• [REQUESTS]
**1.** Answer these from the article on military parents:
(a) How many single parents on active duty have minor children, according to Defense Department figures?
(b) On what date did the Defense Department's Committee on Women meet to consider parental regulations?
(c) To about what percentage has female representation in U.S. forces risen since 1973?
**2.** List every person named in the article on military parents.
**3.** Carry on the article on military parents from its final sentence.

• [SOURCE]
--------------------------------------------------
Babies are extremely sensitive to the touch, smell, feel and voice of the person who cares for them, he says: "Some fathers can fill in quite well, although mothers are usually a bit more sensitive to an infants' needs."

If the mother is gone for more than several weeks, he says, it will be very difficult for her to re-establish bonding with the baby.

And the mother herself will be affected by separation, Brown says. "It can be a delayed reaction, a depression that comes as her feelings catch up with her. The excitement of going to war, for instance, may cover up the reaction for a while.

"But the reality is that she will react, just as her baby will. We see the same things in toddlers. For a few days they act unbothered. In the second or third week they start to fall apart.

"This is reality which stems from research. It is not sentimentality."

Defense Department figures show there are 67,000 single parents (more single fathers than mothers) and about 47,000 couples now on active duty, who have minor children.

The Gulf War is the first prolonged conflict for an all-volunteer armed forces in which, except for combat, American women serve equally with men. And since 1973, when the all-volunteer military was established, female representation in U.S. forces has increased from 2% to about 11%.

A Defense Department spokesman says parental status does not affect military policy. Public affairs officer Maj. Doug Hart says equal opportunity is the core:

"We promote according to abilities, time of service and maturity--not according to race, gender, marital or parental status. We deploy according to job skills needed, not any other consideration. We consider ourselves the greatest equal opportunity employer in the world. To give special consideration to any group, even parents, would be discriminatory."

Even the Defense Department's Committee on Women, which met Feb. 11 to consider parental regulations, endorsed current rules that require single parents and married couples with minor children to serve with their units in the Persian Gulf.

"We've worked tirelessly for equal opportunities for men and women in the service; we would not want those opportunities to erode," explains chairwoman Becky Costantino.

She adds that proposed legislation to change the rules may be intended to help both male and female parents, "but it will mostly affect women." And the long-term effect on women's military careers would be negative if the rules are changed, she says.

This emerging controversy about military children may have profound effects on society at large, some experts predict.

"When this war is over, the broader ideological issues of parenting and women's place in the military will have to be re-evaluated and, I believe, refought," says Barbara Herman, associate professor of philosophy and law at USC.

She says she "cannot think of any good reason why there is no procedure to ensure that one parent will be removed from risk" in families where both parents may go to war. "I don't care which parent it is. But to put children in jeopardy to that degree sounds to me unjustifiable."
--------------------------------------------------
• [Part of a data file]
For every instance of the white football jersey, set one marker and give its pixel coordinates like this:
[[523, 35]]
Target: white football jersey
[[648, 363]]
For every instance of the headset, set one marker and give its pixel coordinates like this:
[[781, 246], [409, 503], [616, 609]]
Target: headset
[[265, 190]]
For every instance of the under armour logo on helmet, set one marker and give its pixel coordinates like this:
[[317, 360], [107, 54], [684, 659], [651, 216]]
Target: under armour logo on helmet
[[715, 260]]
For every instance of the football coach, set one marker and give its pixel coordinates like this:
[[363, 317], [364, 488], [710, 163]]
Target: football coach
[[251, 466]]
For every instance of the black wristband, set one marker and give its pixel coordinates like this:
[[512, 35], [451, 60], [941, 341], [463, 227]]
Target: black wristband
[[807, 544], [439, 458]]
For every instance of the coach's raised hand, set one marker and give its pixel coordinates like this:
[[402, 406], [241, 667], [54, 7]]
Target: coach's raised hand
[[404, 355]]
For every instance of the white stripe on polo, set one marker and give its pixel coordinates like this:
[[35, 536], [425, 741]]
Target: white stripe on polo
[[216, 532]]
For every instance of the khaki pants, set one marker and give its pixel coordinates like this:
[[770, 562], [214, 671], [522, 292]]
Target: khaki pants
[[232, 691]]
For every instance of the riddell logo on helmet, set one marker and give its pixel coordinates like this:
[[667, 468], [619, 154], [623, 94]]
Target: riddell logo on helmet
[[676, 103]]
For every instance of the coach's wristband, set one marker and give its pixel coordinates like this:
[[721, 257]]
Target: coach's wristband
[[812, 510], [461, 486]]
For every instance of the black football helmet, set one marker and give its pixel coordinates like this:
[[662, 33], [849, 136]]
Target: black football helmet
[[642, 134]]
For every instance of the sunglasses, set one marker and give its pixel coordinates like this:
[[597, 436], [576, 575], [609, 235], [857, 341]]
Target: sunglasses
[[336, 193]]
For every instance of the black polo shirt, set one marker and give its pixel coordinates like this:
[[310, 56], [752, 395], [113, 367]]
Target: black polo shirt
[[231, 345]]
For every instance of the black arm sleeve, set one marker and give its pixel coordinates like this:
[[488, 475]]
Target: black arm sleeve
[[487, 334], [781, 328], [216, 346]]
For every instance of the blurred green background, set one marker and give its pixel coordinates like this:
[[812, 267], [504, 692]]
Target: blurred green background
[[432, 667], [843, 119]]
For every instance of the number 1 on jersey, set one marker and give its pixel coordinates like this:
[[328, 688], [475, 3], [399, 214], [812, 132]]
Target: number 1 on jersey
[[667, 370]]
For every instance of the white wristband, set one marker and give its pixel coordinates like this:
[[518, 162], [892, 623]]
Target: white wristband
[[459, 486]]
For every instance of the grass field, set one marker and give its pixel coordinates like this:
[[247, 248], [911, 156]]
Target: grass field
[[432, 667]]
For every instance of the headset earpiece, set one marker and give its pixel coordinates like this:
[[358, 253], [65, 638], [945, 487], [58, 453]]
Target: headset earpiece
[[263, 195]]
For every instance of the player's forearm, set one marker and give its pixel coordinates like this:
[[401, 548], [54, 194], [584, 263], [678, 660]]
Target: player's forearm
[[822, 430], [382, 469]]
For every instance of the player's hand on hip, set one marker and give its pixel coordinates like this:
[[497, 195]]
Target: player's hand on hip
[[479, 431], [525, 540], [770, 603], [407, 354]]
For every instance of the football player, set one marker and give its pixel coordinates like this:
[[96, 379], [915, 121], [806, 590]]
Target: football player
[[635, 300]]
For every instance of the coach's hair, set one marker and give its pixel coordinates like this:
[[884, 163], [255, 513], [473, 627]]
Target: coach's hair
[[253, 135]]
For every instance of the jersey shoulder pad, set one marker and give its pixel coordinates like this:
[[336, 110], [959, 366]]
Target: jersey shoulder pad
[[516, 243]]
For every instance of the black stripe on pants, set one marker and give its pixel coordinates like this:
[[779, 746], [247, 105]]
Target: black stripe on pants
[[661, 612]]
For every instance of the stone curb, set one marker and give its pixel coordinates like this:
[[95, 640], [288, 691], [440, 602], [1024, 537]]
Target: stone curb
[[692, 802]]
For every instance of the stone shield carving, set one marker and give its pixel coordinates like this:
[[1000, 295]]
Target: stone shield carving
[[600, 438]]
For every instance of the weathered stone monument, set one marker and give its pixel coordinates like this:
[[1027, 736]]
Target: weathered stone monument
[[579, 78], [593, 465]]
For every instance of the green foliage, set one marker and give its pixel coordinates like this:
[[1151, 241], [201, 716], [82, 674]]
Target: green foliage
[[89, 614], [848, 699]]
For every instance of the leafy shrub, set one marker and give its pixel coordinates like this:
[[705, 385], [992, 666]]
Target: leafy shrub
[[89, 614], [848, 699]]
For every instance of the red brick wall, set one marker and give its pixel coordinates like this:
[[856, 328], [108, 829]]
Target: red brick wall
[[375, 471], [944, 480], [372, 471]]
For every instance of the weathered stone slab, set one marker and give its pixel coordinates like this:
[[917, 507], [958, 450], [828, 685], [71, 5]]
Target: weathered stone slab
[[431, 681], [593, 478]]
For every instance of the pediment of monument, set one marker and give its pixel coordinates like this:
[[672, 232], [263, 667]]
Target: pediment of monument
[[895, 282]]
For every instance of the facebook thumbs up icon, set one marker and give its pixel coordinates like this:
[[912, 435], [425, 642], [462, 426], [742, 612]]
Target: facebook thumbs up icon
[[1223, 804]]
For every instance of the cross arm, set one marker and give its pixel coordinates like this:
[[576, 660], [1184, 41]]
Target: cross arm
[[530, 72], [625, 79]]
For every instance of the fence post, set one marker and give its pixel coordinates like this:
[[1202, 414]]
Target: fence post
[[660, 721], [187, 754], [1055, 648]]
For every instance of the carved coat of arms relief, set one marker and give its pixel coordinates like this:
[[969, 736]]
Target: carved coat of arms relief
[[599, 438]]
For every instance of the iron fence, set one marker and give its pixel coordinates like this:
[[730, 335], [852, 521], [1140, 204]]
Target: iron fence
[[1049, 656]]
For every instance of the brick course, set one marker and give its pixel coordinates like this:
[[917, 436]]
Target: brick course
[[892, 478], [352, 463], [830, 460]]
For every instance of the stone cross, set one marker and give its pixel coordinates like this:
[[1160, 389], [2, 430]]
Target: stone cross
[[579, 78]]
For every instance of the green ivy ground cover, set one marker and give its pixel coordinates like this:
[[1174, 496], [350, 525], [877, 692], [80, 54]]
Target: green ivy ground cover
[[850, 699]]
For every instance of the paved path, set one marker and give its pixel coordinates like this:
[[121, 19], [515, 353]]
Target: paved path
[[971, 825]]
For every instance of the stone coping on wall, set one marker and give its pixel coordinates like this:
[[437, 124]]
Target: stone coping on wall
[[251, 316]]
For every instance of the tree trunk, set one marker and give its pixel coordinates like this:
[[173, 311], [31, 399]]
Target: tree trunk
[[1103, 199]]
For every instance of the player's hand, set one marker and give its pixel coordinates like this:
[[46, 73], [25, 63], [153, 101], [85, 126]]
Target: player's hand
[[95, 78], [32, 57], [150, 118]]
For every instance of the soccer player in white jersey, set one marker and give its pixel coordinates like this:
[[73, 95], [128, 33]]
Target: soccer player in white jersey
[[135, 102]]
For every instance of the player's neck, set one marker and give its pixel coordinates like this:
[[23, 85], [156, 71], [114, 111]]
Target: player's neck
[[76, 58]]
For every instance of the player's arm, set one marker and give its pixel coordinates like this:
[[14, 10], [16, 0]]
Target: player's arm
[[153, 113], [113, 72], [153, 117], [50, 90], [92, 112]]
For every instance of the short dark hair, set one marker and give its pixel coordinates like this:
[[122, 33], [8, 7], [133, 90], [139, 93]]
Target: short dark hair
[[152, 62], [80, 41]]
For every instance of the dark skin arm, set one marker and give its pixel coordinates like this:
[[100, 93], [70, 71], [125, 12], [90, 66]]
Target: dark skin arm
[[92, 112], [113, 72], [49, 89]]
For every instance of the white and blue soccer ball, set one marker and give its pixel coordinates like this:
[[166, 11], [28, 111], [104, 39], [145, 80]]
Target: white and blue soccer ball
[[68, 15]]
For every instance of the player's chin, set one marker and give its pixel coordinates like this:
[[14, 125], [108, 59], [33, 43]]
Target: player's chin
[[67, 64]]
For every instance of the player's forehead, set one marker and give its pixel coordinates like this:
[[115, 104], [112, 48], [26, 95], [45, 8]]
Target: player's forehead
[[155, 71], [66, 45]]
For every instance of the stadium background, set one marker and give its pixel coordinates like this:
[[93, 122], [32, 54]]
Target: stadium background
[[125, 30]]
--------------------------------------------------
• [ANSWERS BELOW]
**1.**
(a) 67,000
(b) Feb. 11
(c) About 11%

**2.**
Brown
Maj. Doug Hart
Becky Costantino
Barbara Herman

**3.**
It is a complicated issue, she agrees, because it touches equal rights as well as the military's policy--or lack of it--toward children.

The military's emphasis on equality for adults, without worrying how it affects their children, reflects similar attitudes in the civilian world, others say.

Rosanna Hertz, author of "More Equal Than Others," a book about dual-career marriages, recently completed a study on the effects of work on military family life.

She says parenting issues raised by the war are "very complicated because you either want equality of opportunity or you don't want it. You can't have it both ways.

"If you decide that women who have little children don't have to go to war, for example, you are creating a two-caste system."

A solution, she believes, would be a national policy on parenting, and maternity or paternity leaves, as is the case in most other industrial nations.

"This country has never valued its children," says Hertz, an assistant professor at Wellesley College in Massachusetts. "If we did . . . we would have national policies about child care. We talk a lot about 'the next generation' but we do not invest in it."

Problems in two-career military families are "entirely consistent with the federal government's lack of policy toward parenting and family," says Karen Brodkin Sacks, director of the UCLA Women's Studies program.

"In part, it may be the military's hostility toward women," she says, "but it is punishing men and children as well. People enlist in hopes of getting an education and a decent livelihood. It's a poverty draft rather than a legal draft, and now military parents are made to sacrifice doubly--by both having to go to war. It is shockingly inconsistent with the rhetoric, but totally consistent with official attitudes. We are the most backward industrial society in the world in terms of parental leave and support for raising children."

Cynthia Enloe, chairwoman of government at Clark University in Worcester, Mass., and author of "Does Khaki Become You?" agrees:

"It must come as a great surprise to . . . find that the military they joined in order to protect society would in fact violate what they consider the heart of society and of family life: the children."

To protect those children, Rep. Boxer introduced the Military Orphans Prevention bill. The measure would allow single parents, or one of two military parents, to stay out of combat zones. She asked Defense Secretary Dick Cheney to support the legislation.

Cheney didn't answer, but has said elsewhere that it would be "a serious mistake" to change rules.

Boxer wrote again, reminding Cheney that he asked for and received deferment from military service during the Vietnam War because his wife and child needed him. Such draft deferments are no longer available since the military is all-volunteer.

Boxer's letter, to which she has received no written reply, said: "Just as your child needed you, so do the children of these military parents need at least one parent to be out of harm's way."